**Exercise goal**.
The records below are to be quoted in full; please keep every word exact.

──────── Record excerpts

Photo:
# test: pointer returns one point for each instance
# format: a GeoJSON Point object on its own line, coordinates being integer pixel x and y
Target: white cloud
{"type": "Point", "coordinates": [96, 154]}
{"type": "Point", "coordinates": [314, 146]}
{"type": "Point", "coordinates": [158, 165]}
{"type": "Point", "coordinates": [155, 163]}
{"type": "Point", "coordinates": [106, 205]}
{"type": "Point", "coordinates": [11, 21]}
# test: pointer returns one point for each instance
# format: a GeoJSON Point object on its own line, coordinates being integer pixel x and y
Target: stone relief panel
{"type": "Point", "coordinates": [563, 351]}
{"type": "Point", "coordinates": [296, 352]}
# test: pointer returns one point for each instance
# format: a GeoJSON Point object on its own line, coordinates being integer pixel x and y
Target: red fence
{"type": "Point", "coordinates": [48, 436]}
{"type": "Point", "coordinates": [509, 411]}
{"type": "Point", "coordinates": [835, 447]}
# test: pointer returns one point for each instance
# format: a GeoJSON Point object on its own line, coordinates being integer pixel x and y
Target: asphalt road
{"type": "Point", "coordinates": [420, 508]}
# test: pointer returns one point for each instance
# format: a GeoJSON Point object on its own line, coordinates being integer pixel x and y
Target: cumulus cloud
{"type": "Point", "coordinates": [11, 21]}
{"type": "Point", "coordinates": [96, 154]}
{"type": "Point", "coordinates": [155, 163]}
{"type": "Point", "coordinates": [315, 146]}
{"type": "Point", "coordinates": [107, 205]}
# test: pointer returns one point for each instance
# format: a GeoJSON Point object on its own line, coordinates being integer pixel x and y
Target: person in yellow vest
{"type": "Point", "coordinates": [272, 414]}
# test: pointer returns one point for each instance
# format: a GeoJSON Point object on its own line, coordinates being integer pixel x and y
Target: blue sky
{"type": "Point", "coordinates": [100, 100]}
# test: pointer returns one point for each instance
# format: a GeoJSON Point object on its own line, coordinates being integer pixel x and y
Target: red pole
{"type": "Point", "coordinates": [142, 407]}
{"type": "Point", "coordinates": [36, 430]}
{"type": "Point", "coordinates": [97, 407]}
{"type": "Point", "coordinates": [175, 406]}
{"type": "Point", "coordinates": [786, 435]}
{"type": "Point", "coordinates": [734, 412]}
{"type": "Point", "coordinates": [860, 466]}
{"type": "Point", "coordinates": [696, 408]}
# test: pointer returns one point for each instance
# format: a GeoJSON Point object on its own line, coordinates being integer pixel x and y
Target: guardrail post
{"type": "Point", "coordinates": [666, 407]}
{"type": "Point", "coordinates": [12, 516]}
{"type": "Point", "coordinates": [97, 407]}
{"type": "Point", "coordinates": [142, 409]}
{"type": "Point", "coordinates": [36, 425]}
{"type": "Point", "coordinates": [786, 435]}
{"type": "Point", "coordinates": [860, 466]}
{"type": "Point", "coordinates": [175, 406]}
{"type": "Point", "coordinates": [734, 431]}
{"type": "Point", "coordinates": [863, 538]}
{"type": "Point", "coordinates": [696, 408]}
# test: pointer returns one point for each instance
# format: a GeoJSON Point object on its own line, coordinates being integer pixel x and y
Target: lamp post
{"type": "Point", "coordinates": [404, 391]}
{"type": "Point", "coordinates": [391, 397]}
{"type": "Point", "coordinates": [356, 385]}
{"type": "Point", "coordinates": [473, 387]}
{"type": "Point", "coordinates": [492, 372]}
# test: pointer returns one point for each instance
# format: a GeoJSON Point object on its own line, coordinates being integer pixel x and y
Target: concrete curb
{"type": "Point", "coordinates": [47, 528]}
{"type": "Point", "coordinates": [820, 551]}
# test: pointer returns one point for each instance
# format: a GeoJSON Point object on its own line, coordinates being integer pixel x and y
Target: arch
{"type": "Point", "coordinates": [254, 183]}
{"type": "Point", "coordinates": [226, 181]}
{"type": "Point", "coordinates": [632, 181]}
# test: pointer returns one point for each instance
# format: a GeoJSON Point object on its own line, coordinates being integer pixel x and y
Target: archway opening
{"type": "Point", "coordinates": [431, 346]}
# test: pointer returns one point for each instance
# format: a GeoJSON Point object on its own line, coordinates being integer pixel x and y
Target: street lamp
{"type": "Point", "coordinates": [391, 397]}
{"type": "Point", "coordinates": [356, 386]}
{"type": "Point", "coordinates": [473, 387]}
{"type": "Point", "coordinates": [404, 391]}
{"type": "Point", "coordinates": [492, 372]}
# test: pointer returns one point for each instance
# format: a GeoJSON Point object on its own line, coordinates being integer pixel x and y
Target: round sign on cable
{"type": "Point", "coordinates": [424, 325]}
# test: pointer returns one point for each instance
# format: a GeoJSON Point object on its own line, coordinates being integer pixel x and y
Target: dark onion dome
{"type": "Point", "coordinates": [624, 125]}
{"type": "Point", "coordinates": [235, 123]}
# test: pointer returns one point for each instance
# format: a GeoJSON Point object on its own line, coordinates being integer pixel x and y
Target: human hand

────────────────

**Finished answer**.
Photo:
# test: pointer returns one point for each instance
# format: a GeoJSON Point object on its own line, coordinates being integer pixel x and y
Target: white cloud
{"type": "Point", "coordinates": [96, 154]}
{"type": "Point", "coordinates": [314, 146]}
{"type": "Point", "coordinates": [158, 165]}
{"type": "Point", "coordinates": [155, 163]}
{"type": "Point", "coordinates": [106, 205]}
{"type": "Point", "coordinates": [11, 21]}
# test: pointer returns one point for each instance
# format: a GeoJSON Point object on its own line, coordinates being integer pixel x and y
Target: stone relief panel
{"type": "Point", "coordinates": [563, 351]}
{"type": "Point", "coordinates": [296, 352]}
# test: pointer returns one point for each instance
# format: a GeoJSON Point object on its own line, coordinates being integer pixel x and y
Target: red fence
{"type": "Point", "coordinates": [48, 436]}
{"type": "Point", "coordinates": [509, 411]}
{"type": "Point", "coordinates": [835, 447]}
# test: pointer returns one point for each instance
# format: a GeoJSON Point object on its own line, coordinates being integer pixel x and y
Target: asphalt road
{"type": "Point", "coordinates": [420, 508]}
# test: pointer returns one point for each instance
# format: a GeoJSON Point object on its own line, coordinates being integer pixel x and y
Target: cumulus cloud
{"type": "Point", "coordinates": [11, 21]}
{"type": "Point", "coordinates": [96, 154]}
{"type": "Point", "coordinates": [155, 163]}
{"type": "Point", "coordinates": [315, 146]}
{"type": "Point", "coordinates": [107, 205]}
# test: pointer returns one point for each instance
# format: a GeoJSON Point object on its own line, coordinates being integer pixel x and y
Target: person in yellow vest
{"type": "Point", "coordinates": [272, 414]}
# test: pointer returns one point for each instance
# format: a GeoJSON Point object on its own line, coordinates being integer pixel x and y
Target: blue sky
{"type": "Point", "coordinates": [100, 100]}
# test: pointer returns one point for each instance
# format: a GeoJSON Point object on its own line, coordinates being integer pixel x and y
Target: red pole
{"type": "Point", "coordinates": [142, 407]}
{"type": "Point", "coordinates": [36, 430]}
{"type": "Point", "coordinates": [97, 407]}
{"type": "Point", "coordinates": [175, 406]}
{"type": "Point", "coordinates": [786, 435]}
{"type": "Point", "coordinates": [734, 412]}
{"type": "Point", "coordinates": [860, 466]}
{"type": "Point", "coordinates": [696, 408]}
# test: pointer returns one point for each instance
# format: a GeoJSON Point object on its own line, coordinates being integer pixel x and y
Target: guardrail post
{"type": "Point", "coordinates": [666, 407]}
{"type": "Point", "coordinates": [12, 516]}
{"type": "Point", "coordinates": [97, 407]}
{"type": "Point", "coordinates": [142, 409]}
{"type": "Point", "coordinates": [36, 425]}
{"type": "Point", "coordinates": [786, 435]}
{"type": "Point", "coordinates": [860, 466]}
{"type": "Point", "coordinates": [175, 406]}
{"type": "Point", "coordinates": [734, 431]}
{"type": "Point", "coordinates": [863, 538]}
{"type": "Point", "coordinates": [696, 408]}
# test: pointer returns one point for each instance
# format: a GeoJSON Point object on its own line, coordinates being integer pixel x and y
Target: lamp post
{"type": "Point", "coordinates": [404, 391]}
{"type": "Point", "coordinates": [391, 397]}
{"type": "Point", "coordinates": [356, 385]}
{"type": "Point", "coordinates": [473, 387]}
{"type": "Point", "coordinates": [492, 372]}
# test: pointer returns one point for each instance
# format: a GeoJSON Point object on its own line, coordinates being integer pixel x and y
Target: concrete curb
{"type": "Point", "coordinates": [47, 528]}
{"type": "Point", "coordinates": [820, 551]}
# test: pointer returns one point for each instance
# format: a GeoJSON Point object on its own line, coordinates being integer pixel x and y
Target: arch
{"type": "Point", "coordinates": [254, 183]}
{"type": "Point", "coordinates": [226, 181]}
{"type": "Point", "coordinates": [632, 181]}
# test: pointer returns one point for each instance
# format: a GeoJSON Point object on its own line, coordinates being integer pixel x and y
Target: archway opening
{"type": "Point", "coordinates": [431, 346]}
# test: pointer returns one point for each instance
# format: a GeoJSON Point object on its own line, coordinates being integer pixel x and y
Target: street lamp
{"type": "Point", "coordinates": [391, 397]}
{"type": "Point", "coordinates": [356, 386]}
{"type": "Point", "coordinates": [473, 387]}
{"type": "Point", "coordinates": [404, 391]}
{"type": "Point", "coordinates": [492, 372]}
# test: pointer returns one point for each instance
# format: a GeoJSON Point object on its own line, coordinates being integer pixel x and y
Target: round sign on cable
{"type": "Point", "coordinates": [424, 325]}
# test: pointer returns one point for each instance
# format: a GeoJSON Point object on its own line, coordinates being integer pixel x and y
Target: dark onion dome
{"type": "Point", "coordinates": [624, 125]}
{"type": "Point", "coordinates": [235, 123]}
# test: pointer returns one point for each instance
# format: a GeoJSON Point object on its own line, coordinates being integer pixel x and y
Target: human hand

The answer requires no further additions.